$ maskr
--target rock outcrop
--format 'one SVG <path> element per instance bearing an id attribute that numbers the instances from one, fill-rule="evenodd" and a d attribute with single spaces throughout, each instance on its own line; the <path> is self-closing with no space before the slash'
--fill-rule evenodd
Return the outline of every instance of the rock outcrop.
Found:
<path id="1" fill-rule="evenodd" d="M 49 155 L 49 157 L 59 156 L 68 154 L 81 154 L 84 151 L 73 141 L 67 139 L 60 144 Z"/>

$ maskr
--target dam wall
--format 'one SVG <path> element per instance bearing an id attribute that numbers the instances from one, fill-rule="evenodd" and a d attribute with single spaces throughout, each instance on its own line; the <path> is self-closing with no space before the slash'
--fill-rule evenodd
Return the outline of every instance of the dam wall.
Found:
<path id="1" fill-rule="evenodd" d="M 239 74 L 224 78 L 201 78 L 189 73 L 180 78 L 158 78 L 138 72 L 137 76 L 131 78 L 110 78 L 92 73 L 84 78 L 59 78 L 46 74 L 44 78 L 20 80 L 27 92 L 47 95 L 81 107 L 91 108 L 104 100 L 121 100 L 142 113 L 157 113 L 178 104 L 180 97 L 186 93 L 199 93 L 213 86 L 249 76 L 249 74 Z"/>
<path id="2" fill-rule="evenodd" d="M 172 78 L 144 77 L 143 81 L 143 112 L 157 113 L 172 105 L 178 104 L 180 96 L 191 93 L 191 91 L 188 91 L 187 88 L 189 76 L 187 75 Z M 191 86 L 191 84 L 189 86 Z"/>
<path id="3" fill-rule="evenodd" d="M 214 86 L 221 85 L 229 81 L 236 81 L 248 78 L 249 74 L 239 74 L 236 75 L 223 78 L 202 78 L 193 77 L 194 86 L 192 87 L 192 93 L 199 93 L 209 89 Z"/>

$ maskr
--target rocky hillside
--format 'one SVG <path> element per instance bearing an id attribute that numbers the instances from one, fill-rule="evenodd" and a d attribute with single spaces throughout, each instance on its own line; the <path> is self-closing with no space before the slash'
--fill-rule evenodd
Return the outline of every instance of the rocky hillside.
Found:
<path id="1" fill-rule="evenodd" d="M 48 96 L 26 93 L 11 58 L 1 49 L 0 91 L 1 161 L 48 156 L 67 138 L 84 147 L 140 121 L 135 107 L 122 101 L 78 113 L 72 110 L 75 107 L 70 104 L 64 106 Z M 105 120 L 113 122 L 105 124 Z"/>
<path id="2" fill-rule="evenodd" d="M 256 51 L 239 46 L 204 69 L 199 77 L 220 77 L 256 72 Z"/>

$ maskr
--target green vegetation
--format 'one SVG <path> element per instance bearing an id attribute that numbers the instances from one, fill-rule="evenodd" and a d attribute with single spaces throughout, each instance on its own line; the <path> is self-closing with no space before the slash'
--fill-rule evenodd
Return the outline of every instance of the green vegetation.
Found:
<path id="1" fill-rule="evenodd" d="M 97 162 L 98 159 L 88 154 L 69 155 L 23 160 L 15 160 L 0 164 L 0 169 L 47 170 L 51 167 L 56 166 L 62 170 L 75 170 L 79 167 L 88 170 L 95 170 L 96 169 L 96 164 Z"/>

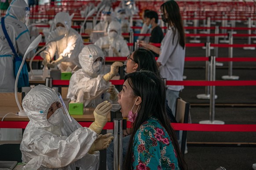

+ + + + +

**Aim:** Rewrite every line from the start of the data up to and including the line containing "49 155 L 49", keeping the request lines. Multiply each outline coordinate in the answers by 0.5 and round to whole numbers, rounding halves up.

**Written answer:**
$ maskr
--target rock outcrop
--format 'one SVG <path> element per instance bearing an id attribute that numbers the instances from one, fill-rule="evenodd" and a d attribute with single spaces throughout, each instance on its own line; the <path> is self-closing with no space before the slash'
--fill-rule evenodd
Return the outline of every instance of the rock outcrop.
Found:
<path id="1" fill-rule="evenodd" d="M 25 78 L 25 79 L 30 78 L 34 77 L 41 77 L 42 76 L 37 71 L 34 70 L 30 72 Z"/>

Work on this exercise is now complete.